However, this exercise raises too many issues well beyond the simple math problem. The AI systems are supposed to be trustworthy and this is very far away from being trustworthy, in fact, it is exactly the opposite.
Conclusions
As you can see the machine does not really “understand” the addition algorithm even if it can describe it verbatim. It gets the result wrong but can’t acknowledge that even when faced with step-by-step logical rebuttal of its logic.
This is really scary since when faced with an impossible situation, the machine seems to behave exactly like some people in the same situation, deceptive and defensive. But that is not what I want or need from an entity that is supposed to help me, is it?
Yet these machines are not yet as powerful as some people say they can be in the future. This behavior, if left unchanged is clearly a danger for the public when these systems are let out “in the wild” as they are already operating.

**Data under study**.
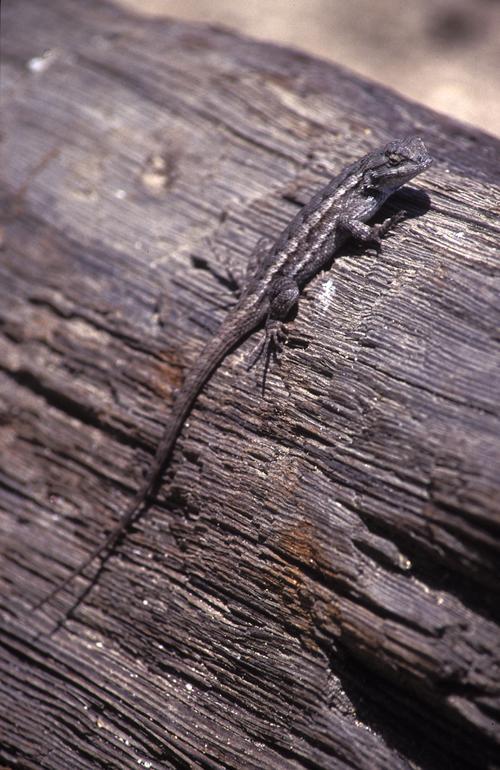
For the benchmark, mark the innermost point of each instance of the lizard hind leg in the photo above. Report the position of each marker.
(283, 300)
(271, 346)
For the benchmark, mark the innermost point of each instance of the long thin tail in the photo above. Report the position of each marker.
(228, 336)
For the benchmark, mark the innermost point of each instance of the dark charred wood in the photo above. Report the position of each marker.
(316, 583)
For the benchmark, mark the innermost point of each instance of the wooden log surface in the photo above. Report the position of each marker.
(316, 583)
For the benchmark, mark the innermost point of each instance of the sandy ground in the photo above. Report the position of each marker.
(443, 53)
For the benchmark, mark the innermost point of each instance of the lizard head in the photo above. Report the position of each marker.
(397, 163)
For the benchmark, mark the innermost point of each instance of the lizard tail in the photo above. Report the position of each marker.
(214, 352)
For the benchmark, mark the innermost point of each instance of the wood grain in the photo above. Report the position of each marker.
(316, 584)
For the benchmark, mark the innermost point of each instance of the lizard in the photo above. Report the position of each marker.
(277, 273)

==

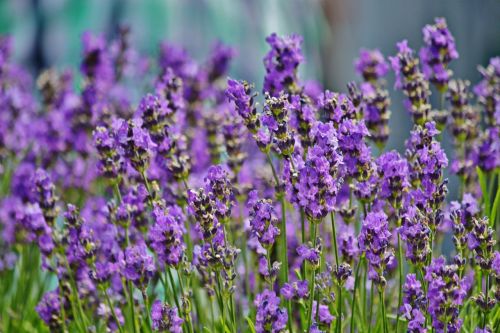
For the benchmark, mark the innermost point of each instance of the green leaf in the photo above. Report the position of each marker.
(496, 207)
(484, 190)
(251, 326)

**Assignment 1**.
Copy word for word everything in the passage on AI trustworthiness from "Yet these machines" down to "are already operating.".
**Assignment 2**.
Extend the passage on AI trustworthiness beyond its last sentence.
You can set the items aside, since none of this work relies on them.

**Exercise result 1**.
Yet these machines are not yet as powerful as some people say they can be in the future. This behavior, if left unchanged is clearly a danger for the public when these systems are let out “in the wild” as they are already operating.

**Exercise result 2**.
If you understand the basics of LLM tech you know that these machines are predicting the next word(s) based on the words they already encountered in the current context (your question or also known as a “prompt”) and what they already generated before that next word. This means that the machine creates what most of us would say in similar circumstances. It puts a mirror in our faces basically saying “This is you, and you and … you”. Food for thought isn’t it?
We seem to be smitten by a machine that can generate poetry and pictures but we have no clue how they actually do it. What we can do is only rely on some finite weak test patterns. We seem to think that if the machine can produce “form”, it will also produce “substance” but as you can see in the LRAT2 these two seem to actually be disconnected in an LLM.
I’d quote Qui-Gon Jinn in The Phantom Menace “The Ability To Speak Does Not Make You Intelligent” which seems to apply to the LLM tech.
My personal definition of intelligence is:
“The ability of an entity to discover and use causality threads in a sea of correlated events in our reality in order to reliably solve the problems it encounters”
Social intelligence is the same idea but applied to the whole society as a single entity. It is what I call an MCI (Macro Composite Intelligence).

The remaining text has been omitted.